[Location labeling records]
+++

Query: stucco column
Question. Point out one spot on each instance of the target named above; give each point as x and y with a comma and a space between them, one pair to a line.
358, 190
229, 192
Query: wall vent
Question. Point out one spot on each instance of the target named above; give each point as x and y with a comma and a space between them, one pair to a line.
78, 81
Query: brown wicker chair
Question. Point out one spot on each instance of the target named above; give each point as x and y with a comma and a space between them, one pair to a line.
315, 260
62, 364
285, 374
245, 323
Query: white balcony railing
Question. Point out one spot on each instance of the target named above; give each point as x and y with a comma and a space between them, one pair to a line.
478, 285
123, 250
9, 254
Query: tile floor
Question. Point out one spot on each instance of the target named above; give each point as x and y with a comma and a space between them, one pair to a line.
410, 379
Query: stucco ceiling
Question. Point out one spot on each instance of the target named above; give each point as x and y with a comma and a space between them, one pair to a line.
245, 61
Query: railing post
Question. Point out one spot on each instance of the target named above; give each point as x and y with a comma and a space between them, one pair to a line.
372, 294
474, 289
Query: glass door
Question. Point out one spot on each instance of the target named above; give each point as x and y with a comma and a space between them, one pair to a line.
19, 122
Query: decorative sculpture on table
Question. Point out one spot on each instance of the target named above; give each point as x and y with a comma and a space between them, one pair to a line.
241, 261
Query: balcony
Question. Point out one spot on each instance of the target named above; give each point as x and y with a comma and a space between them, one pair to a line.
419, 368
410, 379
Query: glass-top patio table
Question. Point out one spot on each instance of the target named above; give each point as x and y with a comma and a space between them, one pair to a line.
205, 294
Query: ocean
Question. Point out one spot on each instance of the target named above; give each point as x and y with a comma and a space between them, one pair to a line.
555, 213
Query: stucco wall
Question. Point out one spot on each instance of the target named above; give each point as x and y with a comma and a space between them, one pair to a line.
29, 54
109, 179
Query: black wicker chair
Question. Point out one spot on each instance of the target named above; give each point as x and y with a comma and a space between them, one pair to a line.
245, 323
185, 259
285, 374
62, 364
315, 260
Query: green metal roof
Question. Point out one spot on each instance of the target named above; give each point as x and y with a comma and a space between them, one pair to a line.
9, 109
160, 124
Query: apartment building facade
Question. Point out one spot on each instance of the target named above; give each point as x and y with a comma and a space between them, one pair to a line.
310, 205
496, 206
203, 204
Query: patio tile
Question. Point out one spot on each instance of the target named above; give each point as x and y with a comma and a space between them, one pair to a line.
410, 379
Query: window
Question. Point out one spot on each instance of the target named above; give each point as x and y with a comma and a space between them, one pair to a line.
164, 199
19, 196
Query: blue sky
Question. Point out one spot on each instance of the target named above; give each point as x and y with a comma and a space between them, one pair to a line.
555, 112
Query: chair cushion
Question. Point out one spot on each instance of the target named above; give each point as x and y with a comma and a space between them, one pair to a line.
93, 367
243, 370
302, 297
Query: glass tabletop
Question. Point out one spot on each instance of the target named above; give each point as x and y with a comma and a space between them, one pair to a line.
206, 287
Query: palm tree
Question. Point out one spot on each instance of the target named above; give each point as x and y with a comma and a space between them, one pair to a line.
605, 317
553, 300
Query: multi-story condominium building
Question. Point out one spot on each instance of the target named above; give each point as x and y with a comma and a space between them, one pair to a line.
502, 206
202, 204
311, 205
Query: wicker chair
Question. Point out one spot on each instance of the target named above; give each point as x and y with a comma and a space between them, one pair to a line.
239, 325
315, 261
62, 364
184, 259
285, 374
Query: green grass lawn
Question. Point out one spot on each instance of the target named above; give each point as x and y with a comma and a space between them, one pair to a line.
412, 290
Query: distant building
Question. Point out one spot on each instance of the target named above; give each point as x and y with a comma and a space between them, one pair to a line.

+++

● Prompt: Starting at the line that contains "Query: wicker chair", output each remaining line of the listing, the last line included, exactly as it appears.

● The reply:
Query: wicker chair
Question. Point out one spot on each instance of the target named above; give each point as x and y with a comma and a space between them, one pair to a line.
239, 325
315, 261
62, 364
184, 259
285, 374
Query: green grass lawn
Question. Point out one spot on each instance of the target named above; give each point as x and y with a comma and a space between them, one pair to a line.
412, 290
Query: distant building
Question. Point out one spot on each instance of the target named above; give each point as x and y with a comma and a space between them, one pair to a line.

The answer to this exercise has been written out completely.